(WHAT YOU WILL DO): Edit the data starting at the line that contains "find the amethyst" and ending with the line that contains "[0,0,600,449]": replace "object detection system" with "object localization system" and leave everything else as it is.

(GIVEN INFORMATION):
* * * *

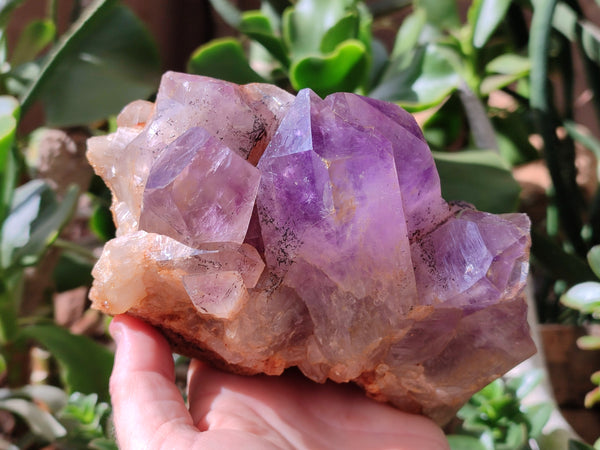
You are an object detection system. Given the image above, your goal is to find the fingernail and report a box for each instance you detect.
[108,319,123,345]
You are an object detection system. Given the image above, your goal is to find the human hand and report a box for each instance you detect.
[110,315,449,450]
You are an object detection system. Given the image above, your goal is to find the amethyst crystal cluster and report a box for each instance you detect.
[88,72,535,423]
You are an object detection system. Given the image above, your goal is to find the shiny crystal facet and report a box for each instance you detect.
[89,73,535,423]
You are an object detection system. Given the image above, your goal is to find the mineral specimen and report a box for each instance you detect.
[88,72,535,423]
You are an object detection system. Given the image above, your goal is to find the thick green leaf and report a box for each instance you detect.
[239,11,290,67]
[283,0,356,59]
[446,434,487,450]
[89,204,116,242]
[434,150,520,213]
[188,38,265,84]
[485,53,531,75]
[414,0,460,30]
[496,423,527,450]
[10,19,56,66]
[320,12,358,53]
[290,40,368,97]
[0,180,79,268]
[587,245,600,278]
[560,281,600,314]
[21,0,160,126]
[469,0,511,48]
[0,398,67,442]
[390,9,427,60]
[21,325,113,401]
[552,2,600,64]
[369,45,461,111]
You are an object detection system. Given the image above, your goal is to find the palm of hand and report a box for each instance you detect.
[111,316,448,450]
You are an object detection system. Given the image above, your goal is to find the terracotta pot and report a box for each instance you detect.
[539,324,600,443]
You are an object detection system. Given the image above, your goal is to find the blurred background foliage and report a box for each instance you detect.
[0,0,600,449]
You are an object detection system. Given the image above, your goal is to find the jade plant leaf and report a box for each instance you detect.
[0,0,23,28]
[238,11,290,67]
[583,387,600,408]
[20,325,113,401]
[468,0,511,48]
[415,0,460,30]
[290,40,368,97]
[21,0,160,126]
[0,180,79,269]
[188,38,265,84]
[282,0,356,59]
[320,12,358,53]
[587,245,600,278]
[391,9,427,59]
[369,44,461,111]
[577,336,600,350]
[434,150,520,214]
[10,19,56,66]
[560,281,600,314]
[210,0,242,28]
[447,434,487,450]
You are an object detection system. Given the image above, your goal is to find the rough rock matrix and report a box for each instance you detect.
[88,72,535,423]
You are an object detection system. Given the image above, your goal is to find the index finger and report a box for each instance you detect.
[110,315,198,450]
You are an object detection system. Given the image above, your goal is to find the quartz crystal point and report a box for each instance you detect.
[88,72,535,424]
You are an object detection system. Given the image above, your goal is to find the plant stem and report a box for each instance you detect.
[529,0,587,256]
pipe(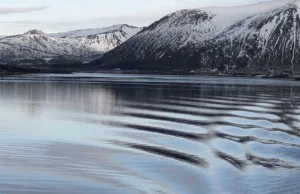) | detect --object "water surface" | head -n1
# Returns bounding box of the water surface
[0,74,300,194]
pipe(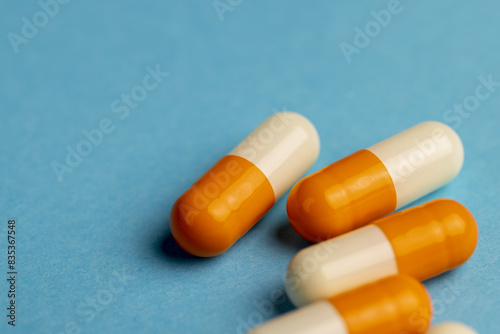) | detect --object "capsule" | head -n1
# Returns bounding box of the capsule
[287,122,464,242]
[170,112,319,257]
[427,322,478,334]
[285,199,478,306]
[249,275,432,334]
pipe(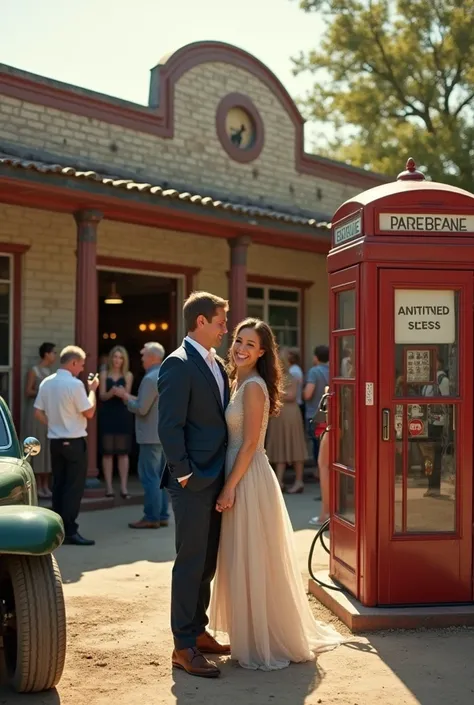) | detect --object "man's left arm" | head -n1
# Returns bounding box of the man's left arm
[34,384,48,426]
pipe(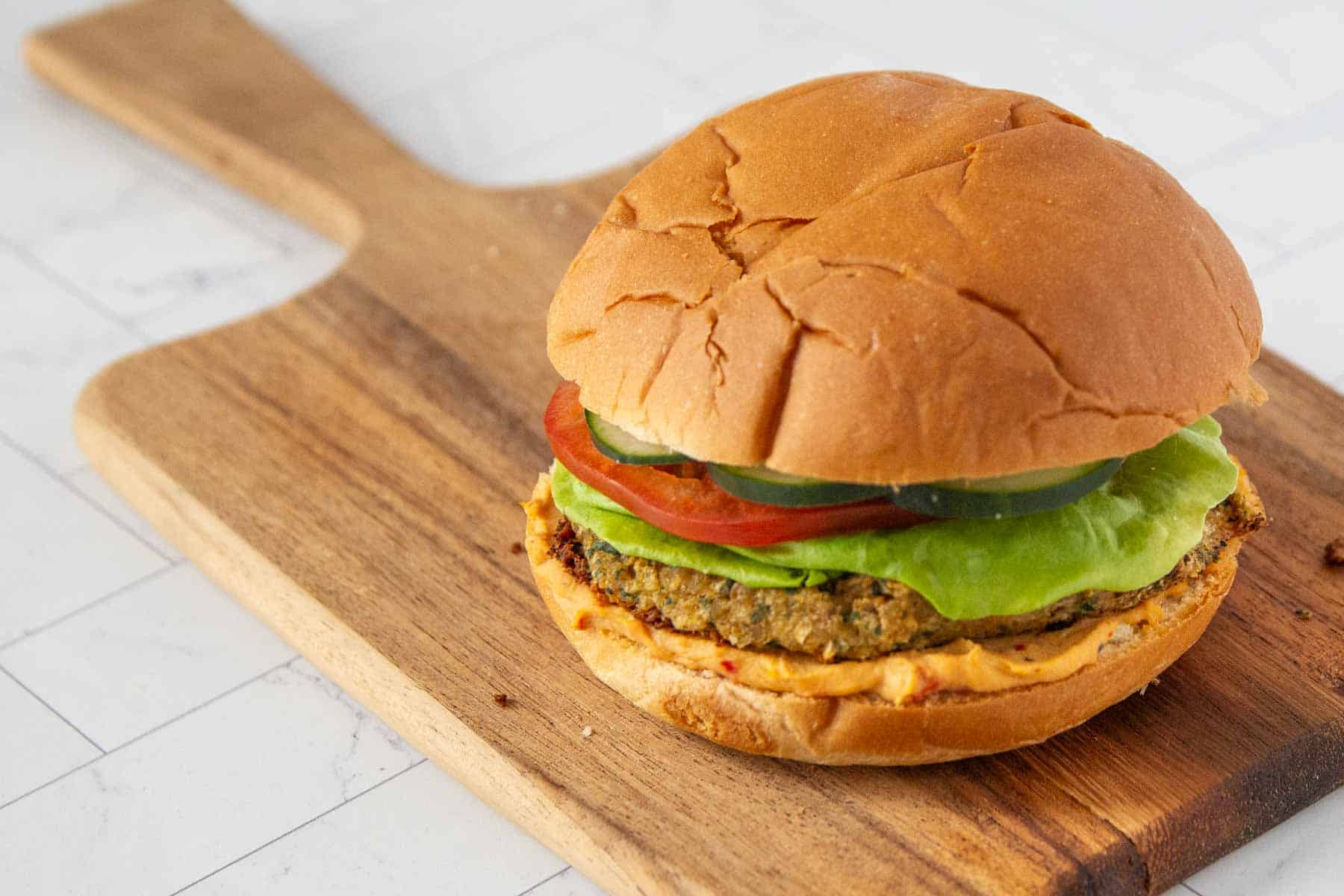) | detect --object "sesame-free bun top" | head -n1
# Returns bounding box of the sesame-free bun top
[547,71,1260,484]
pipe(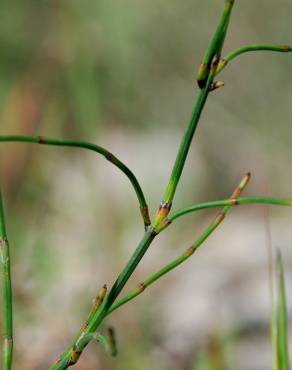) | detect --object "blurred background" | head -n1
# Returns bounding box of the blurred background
[0,0,292,370]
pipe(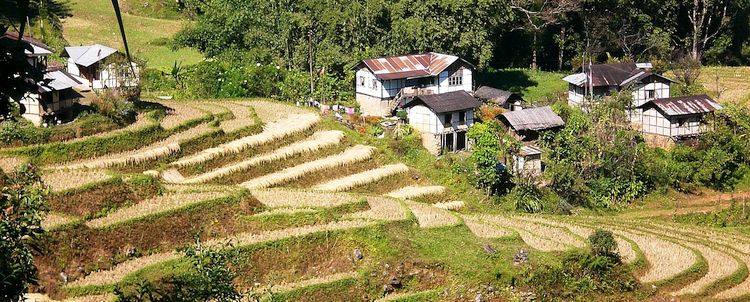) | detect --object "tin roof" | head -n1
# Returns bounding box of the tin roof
[404,90,482,113]
[563,63,672,87]
[500,106,565,131]
[518,145,543,156]
[640,94,723,116]
[474,86,523,105]
[0,31,52,56]
[362,52,460,80]
[39,69,81,92]
[63,44,117,67]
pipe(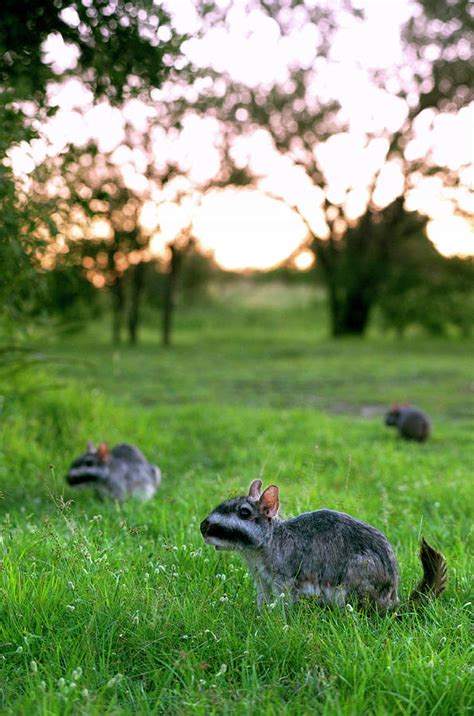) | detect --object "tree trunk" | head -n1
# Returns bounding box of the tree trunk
[332,293,372,336]
[111,276,125,345]
[128,261,146,346]
[162,245,182,348]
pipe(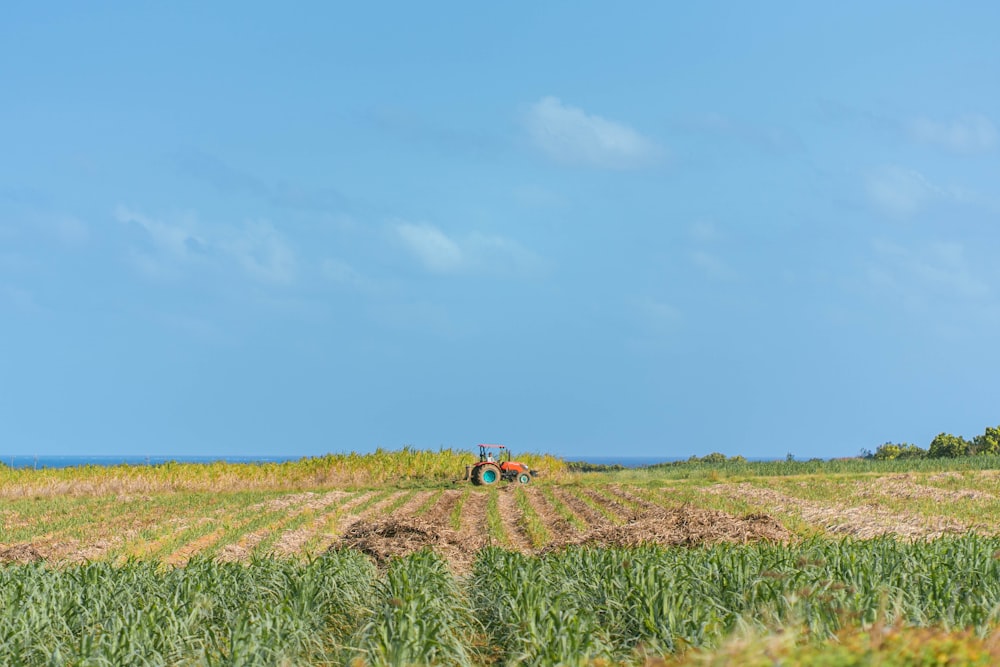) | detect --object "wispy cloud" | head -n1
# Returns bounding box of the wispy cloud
[865,166,941,218]
[631,297,684,335]
[177,153,347,211]
[395,222,467,273]
[679,113,802,155]
[525,97,660,169]
[690,250,736,280]
[0,284,45,315]
[867,241,992,311]
[688,220,724,243]
[320,258,378,292]
[392,222,541,274]
[115,206,297,284]
[907,114,1000,154]
[688,220,736,280]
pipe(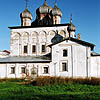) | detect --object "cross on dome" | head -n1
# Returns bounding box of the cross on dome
[25,0,29,8]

* * * *

(EXERCISE RESPONSE):
You are an object localization system. Given the image above, your goal is to find the amethyst crystal cluster and report a box for each instance you detect.
[88,72,535,423]
You are an object localization system. Given the image above, your goal is to find the shiny crystal facet and report a box for each instance you detect.
[89,73,535,423]
You are an object localization system. Given the image above, your goal is to find the mineral specimen and report a box for each instance you detect.
[88,72,535,423]
You are an object localization system. Given the image above, your goal is to find the thick green leaf and report a box for each instance you detect.
[239,11,290,67]
[283,0,356,59]
[446,434,487,450]
[89,204,116,242]
[434,150,520,213]
[188,38,265,84]
[485,53,531,75]
[414,0,460,30]
[496,423,527,450]
[10,19,56,66]
[320,12,358,53]
[290,40,368,97]
[0,180,79,268]
[587,245,600,278]
[560,281,600,314]
[21,0,160,126]
[469,0,511,48]
[0,398,67,442]
[390,9,427,60]
[21,325,113,401]
[552,2,600,64]
[369,45,461,111]
You are an object localization system. Given the image above, your goal is to find the palm of hand and report a box for each instance you detect.
[111,316,448,450]
You are an object localization system. Given the image above, your goal is to find the terracotta pot and report a box for each instance you detect.
[539,324,600,443]
You are an object localization system. Given the image above, your goal is to find the blurred background foliage and report a box for each instance you detect.
[0,0,600,449]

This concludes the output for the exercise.